→ **Instructions for the task**:
Arrange the items below as a JSON list of strings, with one string for each line and no blank lines.

Raw items
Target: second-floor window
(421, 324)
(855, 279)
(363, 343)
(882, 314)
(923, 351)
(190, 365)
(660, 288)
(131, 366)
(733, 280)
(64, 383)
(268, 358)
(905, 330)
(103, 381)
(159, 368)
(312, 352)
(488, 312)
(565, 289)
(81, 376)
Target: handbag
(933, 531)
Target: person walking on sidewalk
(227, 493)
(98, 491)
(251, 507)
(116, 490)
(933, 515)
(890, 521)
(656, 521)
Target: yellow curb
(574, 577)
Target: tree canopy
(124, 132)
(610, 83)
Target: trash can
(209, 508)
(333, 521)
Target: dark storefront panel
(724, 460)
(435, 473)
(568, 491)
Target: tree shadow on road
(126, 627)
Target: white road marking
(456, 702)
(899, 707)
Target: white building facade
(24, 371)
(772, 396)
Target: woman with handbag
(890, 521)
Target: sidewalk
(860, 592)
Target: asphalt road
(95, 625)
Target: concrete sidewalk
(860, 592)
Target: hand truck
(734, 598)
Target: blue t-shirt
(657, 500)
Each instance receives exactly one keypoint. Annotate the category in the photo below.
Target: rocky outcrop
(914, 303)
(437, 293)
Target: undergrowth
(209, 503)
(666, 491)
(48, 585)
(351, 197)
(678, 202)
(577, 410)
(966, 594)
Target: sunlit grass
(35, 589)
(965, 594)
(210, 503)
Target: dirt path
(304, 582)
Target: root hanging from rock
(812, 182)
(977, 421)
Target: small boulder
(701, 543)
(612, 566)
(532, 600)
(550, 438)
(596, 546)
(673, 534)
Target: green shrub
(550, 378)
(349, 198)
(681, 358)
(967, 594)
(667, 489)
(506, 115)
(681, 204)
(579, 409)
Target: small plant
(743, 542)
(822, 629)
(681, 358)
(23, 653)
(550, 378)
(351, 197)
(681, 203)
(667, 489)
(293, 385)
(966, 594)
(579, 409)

→ **Reply**:
[
  "Target: second-floor window",
  "(421, 324)",
  "(855, 279)",
  "(363, 343)",
  "(882, 314)",
  "(923, 351)",
  "(190, 365)",
  "(660, 288)",
  "(131, 366)",
  "(733, 280)",
  "(64, 383)",
  "(268, 358)",
  "(905, 330)",
  "(103, 381)",
  "(159, 368)",
  "(312, 352)",
  "(488, 312)",
  "(565, 289)",
  "(81, 376)",
  "Target: handbag",
  "(933, 531)",
  "Target: person walking on sidewalk",
  "(227, 493)",
  "(98, 491)",
  "(251, 507)",
  "(116, 490)",
  "(933, 515)",
  "(890, 521)",
  "(656, 521)",
  "Target: yellow curb",
  "(574, 577)",
  "Target: tree canopy",
  "(124, 132)",
  "(610, 83)",
  "Target: trash can",
  "(209, 508)",
  "(333, 521)",
  "Target: dark storefront panel",
  "(724, 460)",
  "(435, 473)",
  "(568, 491)",
  "Target: tree shadow on road",
  "(126, 627)",
  "Target: white road marking",
  "(456, 702)",
  "(899, 707)",
  "Target: white building facade",
  "(24, 371)",
  "(772, 396)",
  "Target: woman with handbag",
  "(890, 521)",
  "Target: sidewalk",
  "(860, 592)",
  "Target: asphalt road",
  "(95, 625)",
  "Target: concrete sidewalk",
  "(860, 592)",
  "Target: hand truck",
  "(734, 598)",
  "Target: blue t-shirt",
  "(657, 500)",
  "Each instance receives exactly one keypoint. Annotate the category in the photo below.",
  "Target: rocky outcrop",
  "(914, 303)",
  "(437, 293)",
  "Target: undergrowth",
  "(209, 503)",
  "(666, 491)",
  "(48, 585)",
  "(351, 197)",
  "(678, 202)",
  "(577, 410)",
  "(966, 594)",
  "Target: sunlit grass",
  "(35, 589)",
  "(965, 594)",
  "(210, 503)",
  "Target: dirt path",
  "(304, 582)",
  "Target: root hanging from rock",
  "(812, 182)",
  "(977, 421)",
  "Target: small boulder",
  "(701, 543)",
  "(612, 566)",
  "(532, 600)",
  "(550, 438)",
  "(596, 546)",
  "(673, 534)",
  "Target: green shrub",
  "(550, 378)",
  "(349, 198)",
  "(681, 358)",
  "(967, 594)",
  "(667, 489)",
  "(506, 115)",
  "(681, 204)",
  "(579, 409)",
  "Target: small plant",
  "(743, 542)",
  "(822, 629)",
  "(681, 358)",
  "(23, 653)",
  "(550, 378)",
  "(351, 197)",
  "(681, 203)",
  "(667, 489)",
  "(293, 385)",
  "(966, 594)",
  "(579, 409)"
]